• Excerpted passage:
----------

We couldn’t carry water with us since we were in the Sahara (and on the road) for 18 days, so like everyone else in Chad (aside from those who live in N’Djamena, the capital city) we relied on wells for water. You know you’ve reached a well when suddenly there are animals. TONS of animals.
Camels, sheep, goats, donkeys, and cows GALORE. And they all self-segregate by species, and by owner. There’s a pecking order by which animals get to drink. It is based on how frequently they drink, more or less (and I guess by who gets there first, too). So for example, camels drink before goats, because camels only drink once every seven days, whereas goats drink every day. All the animals literally stand there waiting their turn, and they do so quietly and patiently. It is as adorable as it is fascinating.

----------

• Using the information:
1. Give again the part of the Sahara wells passage from "Camels, sheep, goats, donkeys, and" to "it is fascinating.", word for word.
2. According to the Sahara wells passage, why do camels drink before goats at a well?

• Information supplied:
----------

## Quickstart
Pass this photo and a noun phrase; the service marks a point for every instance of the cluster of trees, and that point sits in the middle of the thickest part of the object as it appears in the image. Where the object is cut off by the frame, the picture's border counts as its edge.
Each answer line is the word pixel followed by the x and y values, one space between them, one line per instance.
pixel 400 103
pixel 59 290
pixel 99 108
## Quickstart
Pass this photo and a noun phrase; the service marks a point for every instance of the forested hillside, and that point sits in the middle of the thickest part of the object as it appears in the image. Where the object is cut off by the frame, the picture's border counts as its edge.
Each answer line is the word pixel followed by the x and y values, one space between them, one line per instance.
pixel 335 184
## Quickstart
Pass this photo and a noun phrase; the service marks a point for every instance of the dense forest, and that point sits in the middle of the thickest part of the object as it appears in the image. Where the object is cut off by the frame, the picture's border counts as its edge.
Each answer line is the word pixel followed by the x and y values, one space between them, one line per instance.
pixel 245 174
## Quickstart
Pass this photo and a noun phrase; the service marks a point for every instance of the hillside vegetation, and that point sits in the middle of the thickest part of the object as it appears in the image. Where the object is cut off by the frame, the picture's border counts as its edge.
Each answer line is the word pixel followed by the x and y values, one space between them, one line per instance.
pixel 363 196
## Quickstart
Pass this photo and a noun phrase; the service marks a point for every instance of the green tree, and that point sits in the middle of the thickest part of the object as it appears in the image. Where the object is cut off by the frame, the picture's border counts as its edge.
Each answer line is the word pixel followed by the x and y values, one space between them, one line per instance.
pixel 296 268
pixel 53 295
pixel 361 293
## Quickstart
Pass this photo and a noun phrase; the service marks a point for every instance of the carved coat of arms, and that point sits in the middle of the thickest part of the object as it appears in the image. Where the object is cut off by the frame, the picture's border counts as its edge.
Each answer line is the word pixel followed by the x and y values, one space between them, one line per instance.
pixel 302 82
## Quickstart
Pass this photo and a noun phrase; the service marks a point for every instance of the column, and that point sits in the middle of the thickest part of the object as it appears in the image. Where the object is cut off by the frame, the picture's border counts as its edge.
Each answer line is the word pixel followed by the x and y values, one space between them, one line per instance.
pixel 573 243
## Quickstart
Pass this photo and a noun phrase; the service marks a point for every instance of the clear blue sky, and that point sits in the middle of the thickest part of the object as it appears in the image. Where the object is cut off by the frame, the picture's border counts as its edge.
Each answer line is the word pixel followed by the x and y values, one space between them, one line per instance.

----------

• Set of answers:
1.
Camels, sheep, goats, donkeys, and cows GALORE. And they all self-segregate by species, and by owner. There’s a pecking order by which animals get to drink. It is based on how frequently they drink, more or less (and I guess by who gets there first, too). So for example, camels drink before goats, because camels only drink once every seven days, whereas goats drink every day. All the animals literally stand there waiting their turn, and they do so quietly and patiently. It is as adorable as it is fascinating.

2. The order in which animals drink is based more or less on how often they drink. Camels drink only once every seven days, whereas goats drink every day.